***** SUPPLIED RECORDS

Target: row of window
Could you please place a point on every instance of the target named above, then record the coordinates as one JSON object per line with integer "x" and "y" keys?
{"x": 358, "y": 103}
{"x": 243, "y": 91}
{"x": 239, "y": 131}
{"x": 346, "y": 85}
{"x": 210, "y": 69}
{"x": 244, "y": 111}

**********

Restate the whole listing exactly, leaving out nothing.

Target: row of window
Could you please place a point on every instance of the target named above, then record the coordinates as one JSON object per line with integer "x" and "y" keys?
{"x": 358, "y": 103}
{"x": 243, "y": 91}
{"x": 239, "y": 131}
{"x": 346, "y": 85}
{"x": 210, "y": 69}
{"x": 244, "y": 111}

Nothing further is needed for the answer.